▸ MATERIAL FOR THIS TASK:
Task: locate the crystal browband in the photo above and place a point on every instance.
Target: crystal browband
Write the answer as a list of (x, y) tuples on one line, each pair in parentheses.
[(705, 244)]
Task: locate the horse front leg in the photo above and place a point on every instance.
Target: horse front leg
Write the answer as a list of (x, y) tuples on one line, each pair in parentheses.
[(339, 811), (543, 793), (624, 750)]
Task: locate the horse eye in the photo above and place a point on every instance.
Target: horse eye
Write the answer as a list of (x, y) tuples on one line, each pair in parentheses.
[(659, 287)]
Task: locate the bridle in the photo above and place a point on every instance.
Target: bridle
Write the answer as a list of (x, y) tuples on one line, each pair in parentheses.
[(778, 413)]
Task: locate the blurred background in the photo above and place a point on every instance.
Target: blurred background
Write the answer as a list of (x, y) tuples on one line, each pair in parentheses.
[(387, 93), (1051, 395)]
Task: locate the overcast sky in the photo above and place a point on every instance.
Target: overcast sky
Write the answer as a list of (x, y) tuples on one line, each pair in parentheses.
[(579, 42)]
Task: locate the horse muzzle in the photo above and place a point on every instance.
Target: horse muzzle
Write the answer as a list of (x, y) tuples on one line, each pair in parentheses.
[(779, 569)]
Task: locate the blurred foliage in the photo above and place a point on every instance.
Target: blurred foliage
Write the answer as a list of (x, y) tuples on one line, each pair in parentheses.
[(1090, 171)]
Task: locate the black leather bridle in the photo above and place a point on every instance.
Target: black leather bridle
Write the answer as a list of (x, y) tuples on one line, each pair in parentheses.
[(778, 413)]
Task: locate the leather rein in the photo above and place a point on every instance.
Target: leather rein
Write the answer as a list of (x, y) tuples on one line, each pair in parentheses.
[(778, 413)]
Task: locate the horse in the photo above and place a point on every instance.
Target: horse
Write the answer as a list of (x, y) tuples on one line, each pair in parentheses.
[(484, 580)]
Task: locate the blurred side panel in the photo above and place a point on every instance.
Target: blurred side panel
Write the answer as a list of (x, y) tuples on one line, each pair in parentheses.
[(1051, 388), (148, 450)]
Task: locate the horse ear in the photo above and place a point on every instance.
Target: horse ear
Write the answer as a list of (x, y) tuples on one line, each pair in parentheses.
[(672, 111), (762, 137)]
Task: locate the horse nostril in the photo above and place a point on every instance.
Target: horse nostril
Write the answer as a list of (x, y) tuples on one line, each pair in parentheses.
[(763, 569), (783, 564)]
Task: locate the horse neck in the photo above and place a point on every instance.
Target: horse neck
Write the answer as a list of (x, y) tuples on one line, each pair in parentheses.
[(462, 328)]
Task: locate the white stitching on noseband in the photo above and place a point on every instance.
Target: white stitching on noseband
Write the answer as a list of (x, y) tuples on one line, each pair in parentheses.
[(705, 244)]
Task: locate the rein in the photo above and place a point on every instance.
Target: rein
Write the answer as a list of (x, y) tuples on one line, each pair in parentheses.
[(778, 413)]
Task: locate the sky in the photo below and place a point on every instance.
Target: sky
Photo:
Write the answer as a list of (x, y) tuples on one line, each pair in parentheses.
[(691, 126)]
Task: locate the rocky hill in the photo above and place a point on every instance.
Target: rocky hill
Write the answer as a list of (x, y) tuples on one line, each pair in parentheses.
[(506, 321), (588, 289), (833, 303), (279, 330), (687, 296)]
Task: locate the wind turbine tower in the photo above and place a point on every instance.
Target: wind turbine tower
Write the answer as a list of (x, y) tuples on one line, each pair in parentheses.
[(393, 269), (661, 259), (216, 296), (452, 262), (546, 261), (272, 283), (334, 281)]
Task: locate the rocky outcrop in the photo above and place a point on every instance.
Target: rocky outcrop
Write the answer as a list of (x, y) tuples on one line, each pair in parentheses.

▸ AIM OF THE TASK:
What lines of the listing contain the word "tower"? Copy them all.

▸ EXPECTED OUTPUT:
Task: locate the wind turbine tower in the photo above and place a point on every instance.
Target: wind turbine tower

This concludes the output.